STATED GOAL ::
Reproduce every line of the items below verbatim, changing nothing.

MATERIAL SHOWN ::
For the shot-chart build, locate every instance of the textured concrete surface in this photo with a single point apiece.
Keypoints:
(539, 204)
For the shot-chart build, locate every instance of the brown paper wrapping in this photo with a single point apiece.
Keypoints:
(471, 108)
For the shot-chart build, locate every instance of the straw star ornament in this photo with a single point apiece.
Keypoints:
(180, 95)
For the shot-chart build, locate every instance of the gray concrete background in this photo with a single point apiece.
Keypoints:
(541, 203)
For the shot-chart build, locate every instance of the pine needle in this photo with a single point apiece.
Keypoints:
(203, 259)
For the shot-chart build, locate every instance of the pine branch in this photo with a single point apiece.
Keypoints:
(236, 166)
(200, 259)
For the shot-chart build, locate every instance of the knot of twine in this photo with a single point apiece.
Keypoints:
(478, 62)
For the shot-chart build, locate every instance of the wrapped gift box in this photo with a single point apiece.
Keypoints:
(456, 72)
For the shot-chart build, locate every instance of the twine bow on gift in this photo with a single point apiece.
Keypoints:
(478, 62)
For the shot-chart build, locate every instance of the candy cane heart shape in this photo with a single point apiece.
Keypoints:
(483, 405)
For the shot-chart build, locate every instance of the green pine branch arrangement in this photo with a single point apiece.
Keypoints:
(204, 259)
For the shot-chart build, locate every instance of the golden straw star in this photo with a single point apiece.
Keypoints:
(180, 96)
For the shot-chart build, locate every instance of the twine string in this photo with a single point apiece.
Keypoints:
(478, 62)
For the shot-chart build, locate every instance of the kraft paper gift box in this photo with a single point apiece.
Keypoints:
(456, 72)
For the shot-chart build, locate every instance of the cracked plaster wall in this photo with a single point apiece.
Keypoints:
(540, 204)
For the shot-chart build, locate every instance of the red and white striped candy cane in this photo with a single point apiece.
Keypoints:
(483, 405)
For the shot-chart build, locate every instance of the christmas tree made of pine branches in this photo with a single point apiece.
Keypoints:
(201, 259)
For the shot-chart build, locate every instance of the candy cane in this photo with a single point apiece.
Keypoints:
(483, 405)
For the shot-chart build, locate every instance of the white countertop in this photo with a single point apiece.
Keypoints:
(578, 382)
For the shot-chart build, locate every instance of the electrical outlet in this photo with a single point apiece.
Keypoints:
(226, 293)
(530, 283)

THE COMPLETED TASK ::
For the shot-chart build, locate every instance of the textured concrete surface in this photo with a single point apiece.
Keypoints:
(539, 204)
For the shot-chart build, locate every instance of the brown paper wrapping in this photo with a single point apiece.
Keypoints:
(471, 108)
For the shot-chart build, locate every instance of the straw star ornament in this photo with a single point apiece.
Keypoints:
(180, 95)
For the shot-chart build, locate every instance of the gray concrete background in this photo with a single point apiece.
Keypoints:
(541, 203)
For the shot-chart build, locate every instance of the pine needle in this photo with a single point apiece.
Keypoints:
(203, 259)
For the shot-chart build, locate every instance of the pine branch in this photo with a single point apiece.
Keypoints:
(236, 166)
(200, 259)
For the shot-chart build, locate every instance of the knot of twine in this photo with a single point apiece.
Keypoints:
(478, 62)
For the shot-chart build, locate every instance of the wrapped gift box in this photo with a single point apiece.
Keypoints:
(456, 72)
For the shot-chart build, locate every instance of the twine bow on gift in this photo with a single point apiece.
Keypoints:
(478, 62)
For the shot-chart build, locate every instance of the candy cane heart shape in this photo with a single point apiece.
Keypoints:
(483, 405)
For the shot-chart build, locate every instance of the green pine branch arrangement in this photo with a single point apiece.
Keypoints:
(204, 259)
For the shot-chart build, locate every instance of the golden straw star in this photo with a single point apiece.
Keypoints:
(180, 96)
For the shot-chart build, locate every instance of the twine string in this photo with a single point apiece.
Keypoints:
(478, 62)
For the shot-chart build, locate every instance of the kraft paper gift box in this photo with a single point apiece.
Keypoints:
(456, 72)
For the shot-chart build, locate every instance of the cracked plaster wall in this photo with a single point apiece.
Keypoints:
(540, 204)
For the shot-chart build, locate every instance of the red and white striped candy cane in this photo with a single point apiece.
Keypoints:
(483, 405)
For the shot-chart build, locate every instance of the christmas tree made of pine branches in this photo with a single point apiece.
Keypoints:
(201, 259)
For the shot-chart build, locate every instance of the candy cane in this photo with a single point apiece.
Keypoints:
(483, 405)
For the shot-chart build, locate every instance of the white countertop in this photo with a single point apiece.
Keypoints:
(578, 382)
For the shot-chart build, locate every instance of the electrical outlet in this photo with a single point apiece.
Keypoints:
(226, 293)
(530, 283)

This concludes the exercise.